WHAT TO WORK ON
In every item below, change "wall pillar" to "support column" and write the lines out again with everything else left the same.

***** DATA LISTING

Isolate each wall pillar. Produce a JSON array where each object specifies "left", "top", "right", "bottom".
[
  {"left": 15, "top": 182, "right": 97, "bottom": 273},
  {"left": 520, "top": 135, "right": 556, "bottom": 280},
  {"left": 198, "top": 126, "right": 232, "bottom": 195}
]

**********

REPLY TO THE EXERCISE
Isolate each support column. Produce a JSON array where each object specifies "left", "top", "right", "bottom".
[
  {"left": 15, "top": 182, "right": 97, "bottom": 273},
  {"left": 520, "top": 135, "right": 556, "bottom": 280},
  {"left": 198, "top": 126, "right": 232, "bottom": 195}
]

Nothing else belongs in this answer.